◆ Text block ◆
+-------+

With regard to nuclear grade, pERK1/2 was positive in 10 (59%) of 17 grade 1 cases, 32 (38%) of 84 grade 2 cases, and 11 (22%) of 49 grade 3 cases. There was a significant correlation of pERK1/2 with lower nuclear grade (P = 0.014). There was no correlation of pERK1/2 with age, tumor size or axillary lymph node status.
pAKT was detected as 2+ in 88 cases (59%) (Table 3). There was no significant correlation of pAKT overexpression with hormone receptor status, histological type, nuclear grade or other clinical parameters. pERK1/2‐positive cancer cells and pAKT‐positive cancer cells were almost identical in pERK1/2‐positive and pAKT‐positive tumors.
Correlation of pERK1/2 and pAKT with hormone receptor status in breast cancers overexpressing IGF1R
In Table 4, pERK1/2 positivity rates are presented for the four subsets of hormone receptors status in the 71 IGF1R‐overexpressing breast cancers. pERK1/2 expression was detected in 24 (57%) of 42 ER‐positive/PgR‐positive cases, three (50%) of six ER‐positive/PgR‐negative cases, two (17%) of 12 ER‐negative/PgR‐positive cases, and two (18%) of 11 ER‐negative/PgR‐negative cases. There was a significant difference of pERK1/2 expression rates between ER‐positive and ER‐negative cases in breast cancers overexpressing IGF1R (P = 0.022).
Table 4.
Correlation of hormone receptor status with pERK1/2 and with pAKT in breast cancer with overexpression of insulin‐like growth factor receptor type 1 (IGF1R)
| Hormone receptor status | Total | Cases | |||
|---|---|---|---|---|---|
| pERK1/2 | pAKT | ||||
| n | % | n | % | ||
| Total | 71 | 33 | 46 | 48 | 68 |
| ER+/PgR+ | 42 | 24 | 57* | 28 | 67 |
| ER+/PgR− | 6 | 3 | 50 | 4 | 67 |
| ER−/PgR+ | 12 | 2 | 17 | 9 | 75 |
| ER−/PgR− | 11 | 2 | 18 | 7 | 64 |
P = 0.022, between the cases with estrogen receptor (ER) positivity and ER negativity irrespective of progesterone receptor (PgR) status.
In the 71 IGF1R‐overexpressing tumors, pAKT was detected in 28 (67%) of the 42 ER‐positive/PgR‐positive cases, four (67%) of the six ER‐positive/PgR‐negative cases, nine (75%) of the 12 ER‐negative/PgR‐positive cases, and seven (64%) of the 11 ER‐negative/PgR‐negative cases. Thus, pAKT was detected frequently regardless of hormone receptor status in IGF1R‐overexpressing breast cancers.

+-------+

◆ Dataset entries ◆
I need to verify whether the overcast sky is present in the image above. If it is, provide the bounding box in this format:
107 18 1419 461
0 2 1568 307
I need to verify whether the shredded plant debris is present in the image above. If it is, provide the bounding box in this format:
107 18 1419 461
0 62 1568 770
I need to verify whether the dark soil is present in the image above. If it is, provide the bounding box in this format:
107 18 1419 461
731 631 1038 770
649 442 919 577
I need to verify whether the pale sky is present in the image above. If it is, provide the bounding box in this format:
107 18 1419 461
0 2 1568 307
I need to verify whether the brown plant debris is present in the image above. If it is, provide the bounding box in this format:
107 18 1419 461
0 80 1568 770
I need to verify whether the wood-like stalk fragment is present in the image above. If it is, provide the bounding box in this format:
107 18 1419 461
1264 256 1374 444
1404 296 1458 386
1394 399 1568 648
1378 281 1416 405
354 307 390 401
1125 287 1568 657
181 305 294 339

+-------+

◆ Work instructions ◆
Reproduce the part of the breast cancer passage starting with "pAKT was detected as" and going on through "and pAKT‐positive tumors.". The items were taken from a different source than the text.

◆ Result of this task ◆
pAKT was detected as 2+ in 88 cases (59%) (Table 3). There was no significant correlation of pAKT overexpression with hormone receptor status, histological type, nuclear grade or other clinical parameters. pERK1/2‐positive cancer cells and pAKT‐positive cancer cells were almost identical in pERK1/2‐positive and pAKT‐positive tumors.